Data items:
━━━

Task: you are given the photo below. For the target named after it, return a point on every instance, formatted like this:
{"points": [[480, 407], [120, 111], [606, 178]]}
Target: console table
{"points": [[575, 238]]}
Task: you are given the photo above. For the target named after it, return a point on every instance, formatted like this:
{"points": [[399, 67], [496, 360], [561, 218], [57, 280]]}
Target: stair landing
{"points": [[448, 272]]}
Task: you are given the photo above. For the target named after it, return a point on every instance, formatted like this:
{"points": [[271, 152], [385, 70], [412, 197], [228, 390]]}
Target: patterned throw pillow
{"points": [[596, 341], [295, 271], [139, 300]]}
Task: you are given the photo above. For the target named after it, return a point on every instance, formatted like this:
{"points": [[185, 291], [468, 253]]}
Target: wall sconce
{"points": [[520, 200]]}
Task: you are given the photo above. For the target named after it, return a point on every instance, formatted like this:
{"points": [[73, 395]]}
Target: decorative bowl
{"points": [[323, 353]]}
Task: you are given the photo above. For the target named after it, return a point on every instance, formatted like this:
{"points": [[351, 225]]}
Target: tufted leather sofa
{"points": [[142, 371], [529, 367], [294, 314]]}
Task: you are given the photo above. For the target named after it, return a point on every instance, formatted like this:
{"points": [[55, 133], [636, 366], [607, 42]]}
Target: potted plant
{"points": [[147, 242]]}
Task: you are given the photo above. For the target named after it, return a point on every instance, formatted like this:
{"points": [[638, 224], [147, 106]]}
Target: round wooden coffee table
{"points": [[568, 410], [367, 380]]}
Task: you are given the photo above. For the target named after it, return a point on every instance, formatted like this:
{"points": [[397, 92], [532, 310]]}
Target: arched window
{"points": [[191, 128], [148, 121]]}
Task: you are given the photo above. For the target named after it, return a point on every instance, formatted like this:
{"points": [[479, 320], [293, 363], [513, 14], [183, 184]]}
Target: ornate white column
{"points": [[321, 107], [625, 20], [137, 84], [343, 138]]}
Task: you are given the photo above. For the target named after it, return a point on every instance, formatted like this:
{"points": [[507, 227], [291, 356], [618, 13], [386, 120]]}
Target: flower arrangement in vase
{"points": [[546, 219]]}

━━━

Work to do: Reproduce the listing in full. Keep it exactly as written.

The completed task:
Task: you are given the photo below. For the target named after it, return a point on every instance, formatted like this:
{"points": [[480, 407], [120, 111], [606, 178]]}
Target: console table
{"points": [[575, 238]]}
Task: you are given the photo above. For the target named after it, return a point on every instance, formatted like this:
{"points": [[399, 67], [496, 360], [561, 218], [57, 280]]}
Target: stair landing
{"points": [[448, 272]]}
Task: you are given the photo above. For the target named after it, return a point on every instance, formatted like this:
{"points": [[271, 152], [385, 70], [412, 197], [228, 390]]}
Target: patterned throw pillow
{"points": [[596, 341], [295, 271], [139, 300]]}
Task: you are given the photo above. For the target named after it, return a point on every instance, formatted like this:
{"points": [[185, 291], [468, 253]]}
Target: wall sconce
{"points": [[520, 200]]}
Task: you are given the photo above. For the target named after it, return a point on every instance, formatted like this:
{"points": [[73, 395]]}
Target: decorative bowl
{"points": [[323, 353]]}
Task: you are given the photo above. For the target named after it, return a point on every instance, formatted like this:
{"points": [[351, 225]]}
Target: tufted leather sofa
{"points": [[142, 371], [529, 367], [294, 314]]}
Task: you are given the photo above. For the target named after it, return a point on every instance, formatted like this:
{"points": [[55, 133], [636, 366], [607, 42]]}
Target: potted plant
{"points": [[147, 242]]}
Task: you are given the photo above. For the target named after it, return a point on every instance, formatted like this:
{"points": [[638, 224], [147, 106]]}
Target: round wooden coffee table
{"points": [[568, 410], [367, 380]]}
Task: you are given the photo above. For the target named after it, return a point on every instance, formatted like this:
{"points": [[397, 92], [532, 310]]}
Target: arched window
{"points": [[191, 128], [148, 121]]}
Task: you are given the photo above. For the target named after it, return a point on every instance, formatted like this:
{"points": [[479, 320], [293, 363], [513, 14], [183, 184]]}
Target: ornate white column
{"points": [[321, 107], [625, 20], [137, 84], [343, 138]]}
Task: you are given the photo above. For the target named after it, return a point on every instance, formatted like this:
{"points": [[507, 227], [291, 356], [618, 13], [386, 120]]}
Target: flower arrangement in vase
{"points": [[546, 219]]}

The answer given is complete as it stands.